* **Your task**: Turn every line of the records below, from the one containing "Please find cluster" down to and including the one containing "[712,810,878,957]", into a numbered list with any blank lines left out.

* **Data extract**:
►

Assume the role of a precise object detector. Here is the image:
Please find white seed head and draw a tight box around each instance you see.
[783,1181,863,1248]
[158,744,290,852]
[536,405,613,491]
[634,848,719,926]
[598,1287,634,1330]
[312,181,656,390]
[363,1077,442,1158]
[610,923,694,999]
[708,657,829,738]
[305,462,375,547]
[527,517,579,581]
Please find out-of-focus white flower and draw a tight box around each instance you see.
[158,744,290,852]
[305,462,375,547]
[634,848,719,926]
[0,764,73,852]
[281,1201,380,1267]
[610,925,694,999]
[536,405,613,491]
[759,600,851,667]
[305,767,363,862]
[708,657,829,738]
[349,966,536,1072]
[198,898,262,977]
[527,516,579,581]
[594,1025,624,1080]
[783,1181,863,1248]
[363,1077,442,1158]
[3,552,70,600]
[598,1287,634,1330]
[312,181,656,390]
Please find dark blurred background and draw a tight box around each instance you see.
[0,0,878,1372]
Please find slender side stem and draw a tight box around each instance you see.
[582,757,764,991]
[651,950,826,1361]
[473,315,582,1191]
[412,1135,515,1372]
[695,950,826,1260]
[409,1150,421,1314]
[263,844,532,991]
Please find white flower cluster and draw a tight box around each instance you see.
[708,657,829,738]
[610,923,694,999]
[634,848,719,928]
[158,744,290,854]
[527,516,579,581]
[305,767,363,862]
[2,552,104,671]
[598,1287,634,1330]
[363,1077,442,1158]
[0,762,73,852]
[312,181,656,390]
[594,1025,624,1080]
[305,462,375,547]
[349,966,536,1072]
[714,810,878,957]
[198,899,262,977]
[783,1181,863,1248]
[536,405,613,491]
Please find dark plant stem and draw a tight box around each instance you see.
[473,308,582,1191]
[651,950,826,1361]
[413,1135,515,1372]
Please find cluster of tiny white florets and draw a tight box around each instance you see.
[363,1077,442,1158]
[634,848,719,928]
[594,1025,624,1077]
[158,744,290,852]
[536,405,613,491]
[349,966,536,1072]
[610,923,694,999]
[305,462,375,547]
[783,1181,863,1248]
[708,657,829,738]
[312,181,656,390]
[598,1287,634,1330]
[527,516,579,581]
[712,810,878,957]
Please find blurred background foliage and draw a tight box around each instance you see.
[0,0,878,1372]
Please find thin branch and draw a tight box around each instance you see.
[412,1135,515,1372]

◄
►

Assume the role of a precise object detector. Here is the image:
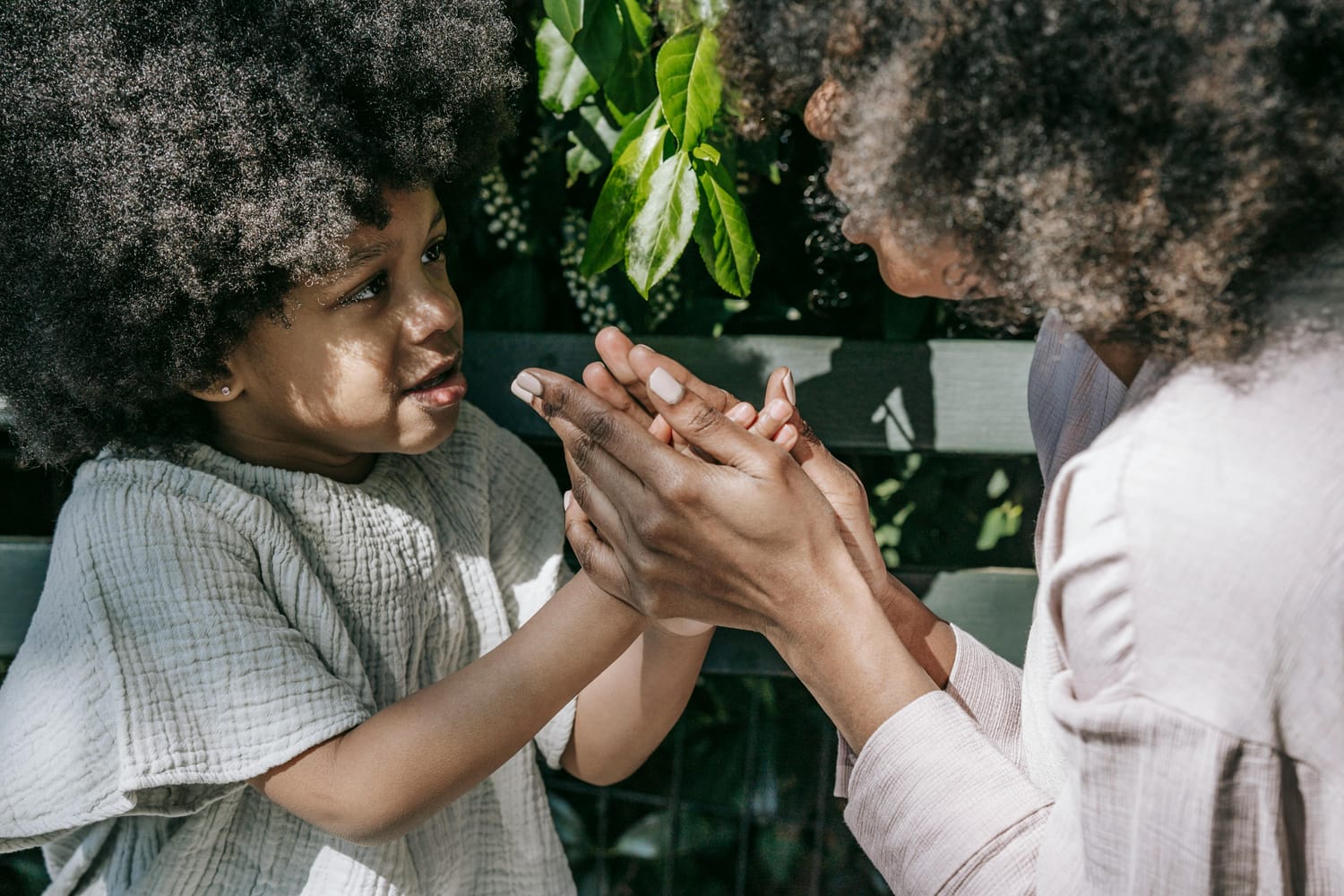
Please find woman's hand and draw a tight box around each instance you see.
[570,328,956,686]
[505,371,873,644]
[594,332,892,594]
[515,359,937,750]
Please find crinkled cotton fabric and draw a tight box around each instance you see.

◄

* **Final result**:
1. Please find cluster of tiny white florets and draw a tight box around each instance you see.
2. [363,1077,442,1158]
3. [634,848,719,928]
4. [594,1025,624,1077]
5. [158,744,290,852]
6. [536,405,613,491]
7. [349,966,536,1072]
8. [610,923,694,999]
9. [305,462,375,547]
10. [783,1181,863,1248]
11. [708,657,829,738]
12. [312,181,656,390]
13. [598,1287,634,1330]
14. [527,516,579,581]
15. [712,810,878,957]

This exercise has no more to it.